§ Excerpted records
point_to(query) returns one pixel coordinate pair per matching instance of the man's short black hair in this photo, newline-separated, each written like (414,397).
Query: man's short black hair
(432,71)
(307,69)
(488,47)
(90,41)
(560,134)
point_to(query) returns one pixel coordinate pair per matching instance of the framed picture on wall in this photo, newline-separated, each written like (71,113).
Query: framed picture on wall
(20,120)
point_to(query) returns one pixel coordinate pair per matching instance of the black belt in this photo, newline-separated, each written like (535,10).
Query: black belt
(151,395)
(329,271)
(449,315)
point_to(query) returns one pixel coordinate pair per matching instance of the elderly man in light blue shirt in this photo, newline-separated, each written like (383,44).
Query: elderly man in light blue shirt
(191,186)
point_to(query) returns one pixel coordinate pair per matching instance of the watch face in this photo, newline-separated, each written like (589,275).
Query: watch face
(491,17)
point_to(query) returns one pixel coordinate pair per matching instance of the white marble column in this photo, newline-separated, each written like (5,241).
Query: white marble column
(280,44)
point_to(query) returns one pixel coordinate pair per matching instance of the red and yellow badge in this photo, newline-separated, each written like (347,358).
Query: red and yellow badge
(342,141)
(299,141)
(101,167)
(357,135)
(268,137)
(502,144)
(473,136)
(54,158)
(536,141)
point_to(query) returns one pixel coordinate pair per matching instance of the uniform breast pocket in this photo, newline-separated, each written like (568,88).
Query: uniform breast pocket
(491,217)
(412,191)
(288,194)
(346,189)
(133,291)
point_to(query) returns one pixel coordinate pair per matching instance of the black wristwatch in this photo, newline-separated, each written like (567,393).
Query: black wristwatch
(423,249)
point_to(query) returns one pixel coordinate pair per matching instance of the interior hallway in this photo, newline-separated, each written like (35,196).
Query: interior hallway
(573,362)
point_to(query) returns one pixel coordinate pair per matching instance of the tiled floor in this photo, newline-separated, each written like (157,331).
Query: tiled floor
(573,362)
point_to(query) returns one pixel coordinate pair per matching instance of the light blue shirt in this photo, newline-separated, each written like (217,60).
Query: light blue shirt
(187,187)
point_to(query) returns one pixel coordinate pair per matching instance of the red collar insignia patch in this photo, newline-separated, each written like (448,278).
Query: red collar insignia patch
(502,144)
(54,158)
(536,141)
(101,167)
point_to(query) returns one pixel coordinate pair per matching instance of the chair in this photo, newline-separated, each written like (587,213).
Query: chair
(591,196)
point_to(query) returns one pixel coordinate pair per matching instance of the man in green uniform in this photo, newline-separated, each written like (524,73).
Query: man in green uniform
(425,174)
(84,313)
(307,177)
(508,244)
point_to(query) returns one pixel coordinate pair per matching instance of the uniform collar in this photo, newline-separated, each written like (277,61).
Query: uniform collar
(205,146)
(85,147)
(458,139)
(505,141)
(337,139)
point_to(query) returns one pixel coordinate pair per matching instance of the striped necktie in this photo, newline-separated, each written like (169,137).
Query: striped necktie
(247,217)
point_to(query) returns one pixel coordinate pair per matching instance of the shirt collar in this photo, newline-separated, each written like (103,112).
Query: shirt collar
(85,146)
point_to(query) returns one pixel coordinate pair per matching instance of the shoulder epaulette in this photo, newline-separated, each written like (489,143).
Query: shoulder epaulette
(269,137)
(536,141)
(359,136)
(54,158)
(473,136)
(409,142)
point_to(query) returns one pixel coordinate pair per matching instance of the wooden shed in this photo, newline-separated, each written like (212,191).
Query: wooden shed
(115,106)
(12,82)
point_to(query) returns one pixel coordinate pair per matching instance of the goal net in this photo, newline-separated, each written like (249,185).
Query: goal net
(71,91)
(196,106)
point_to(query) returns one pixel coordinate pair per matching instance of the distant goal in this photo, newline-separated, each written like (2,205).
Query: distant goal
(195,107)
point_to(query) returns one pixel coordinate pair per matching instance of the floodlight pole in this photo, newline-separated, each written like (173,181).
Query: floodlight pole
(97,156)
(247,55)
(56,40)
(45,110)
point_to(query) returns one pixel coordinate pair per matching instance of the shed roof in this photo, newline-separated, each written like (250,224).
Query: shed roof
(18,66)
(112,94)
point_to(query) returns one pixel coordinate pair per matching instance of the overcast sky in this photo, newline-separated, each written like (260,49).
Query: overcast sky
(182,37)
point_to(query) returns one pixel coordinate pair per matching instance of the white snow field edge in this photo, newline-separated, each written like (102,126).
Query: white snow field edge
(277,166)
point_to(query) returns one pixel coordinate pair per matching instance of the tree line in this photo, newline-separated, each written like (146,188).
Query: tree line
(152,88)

§ Problem
Print all of the entries above again, word for word, without changing a single character.

§ Answer to the problem
point_to(query) returns one pixel coordinate pair per matching instance of the man's short black hair in this photo, newline-separated, each written like (414,397).
Query: man's short black hair
(432,71)
(307,69)
(488,47)
(90,41)
(560,134)
point_to(query) returns one pixel coordinate pair per matching instance of the framed picture on wall in this photo, newline-separated, each written like (71,113).
Query: framed picture on wall
(20,120)
point_to(query) returns one pixel coordinate pair per matching instance of the black belt in this photo, newline-separated, each written like (535,10).
Query: black belt
(151,395)
(329,271)
(449,315)
point_to(query) returns one pixel coordinate pair per matching instance of the elderly man in light blue shirt in this photo, newline-separated, each written like (383,44).
Query: elderly man in light blue shirt
(191,186)
point_to(query) returns one pixel coordinate pair per matching instance of the watch face in this photo, newline-separated, each written like (589,275).
Query: watch face
(491,17)
point_to(query) returns one pixel coordinate pair per matching instance of the white marble column in this photo, newline-separated, each written like (5,241).
Query: white marble column
(280,44)
point_to(query) returns one pixel coordinate pair per matching instance of the red and yellow badge in this photo, newline-separated, each written like (347,358).
Query: red and yellow badge
(342,141)
(299,141)
(101,167)
(357,135)
(268,137)
(502,144)
(473,136)
(54,158)
(536,141)
point_to(query) returns one pixel coordinate pair per matching instance of the uniform breast pocket in this photo, newline-separated, each written like (568,88).
Query: uniform breast pocket
(491,217)
(412,191)
(288,194)
(346,189)
(133,291)
point_to(query) returns one pixel coordinate pair per matching instance of the black wristwatch in this photo, newline-separated, each written like (567,393).
Query: black wristwatch
(423,249)
point_to(query) returns one pixel coordinate pair per matching instance of the interior hallway in this photo, newline-separated, each written like (35,196).
Query: interior hallway
(573,362)
point_to(query) returns one pixel coordinate pair per matching instance of the tiled floor in this photo, newline-separated, each written like (157,331).
Query: tiled floor
(573,362)
point_to(query) returns one pixel coordinate pair per matching instance of the light blue shirt in this photo, newline-separated, each written like (217,60).
Query: light blue shirt
(187,187)
point_to(query) returns one pixel coordinate pair per matching instance of the red collar insignia patch in this photo, newline-separated, each written like (448,278).
Query: red collar insignia patch
(502,144)
(54,158)
(536,141)
(101,167)
point_to(query) returns one pixel coordinate pair per matching instance of the chair in this photo, newline-separated, each written like (587,213).
Query: chair
(591,196)
point_to(query) returns one pixel coordinate pair per matching instance of the man in green uniform in this photo, newline-separated, each written like (524,73).
Query: man in green uniform
(425,174)
(84,313)
(307,177)
(508,244)
point_to(query) returns one pixel coordinate pair per matching instance of the uniform collar in this photo, newline-separated, each written like (277,61).
Query: uniform collar
(205,146)
(85,147)
(458,139)
(505,141)
(337,139)
point_to(query) returns one pixel coordinate pair per matching instance of the striped necktie in this photo, newline-separated, each written like (169,137).
Query: striped necktie
(247,217)
point_to(query) returns one pixel coordinate pair per matching instance of the shirt collar in this photo, newline-separated, each written like (103,112).
Query: shirt collar
(85,146)
point_to(query) returns one pixel coordinate pair per matching instance of the shoulder epaulette in this photo, newline-separated, each written like (489,143).
Query: shoulder epaulette
(269,137)
(536,141)
(359,136)
(54,158)
(473,136)
(409,142)
point_to(query) returns one pixel coordinate pair per matching instance of the wooden shed in this photo, newline-separated, each written like (212,191).
Query: wooden shed
(115,106)
(12,82)
point_to(query) returns one pixel coordinate pair per matching instance of the goal net in this photo, newline-separated, each written like (249,185).
Query: goal net
(71,91)
(196,106)
point_to(query) returns one pixel coordinate pair per matching instance of the distant goal in this photo, newline-separated, each written like (2,205).
Query: distant goal
(195,107)
point_to(query) returns one pixel coordinate pair per matching instance of the floodlight pole in this photo, newline-separated, each written like (173,181).
Query: floodlight pole
(97,156)
(247,55)
(56,40)
(45,110)
point_to(query) returns one pixel coordinate pair per matching instance of the shed roof in this photo, newline-separated, each written like (250,224).
Query: shed roof
(18,66)
(112,94)
point_to(query) returns one pixel coordinate pair per matching instance of the overcast sky in this photo, newline-separated, each written like (260,49).
Query: overcast sky
(182,37)
point_to(query) returns one pixel coordinate pair per matching instance of the white snow field edge in this photo, newline-separated, each written like (102,126).
Query: white snow field edge
(277,166)
point_to(query) returns one pixel coordinate pair per matching instance of the tree line in this photo, newline-separated, each written like (146,188).
Query: tree line
(152,88)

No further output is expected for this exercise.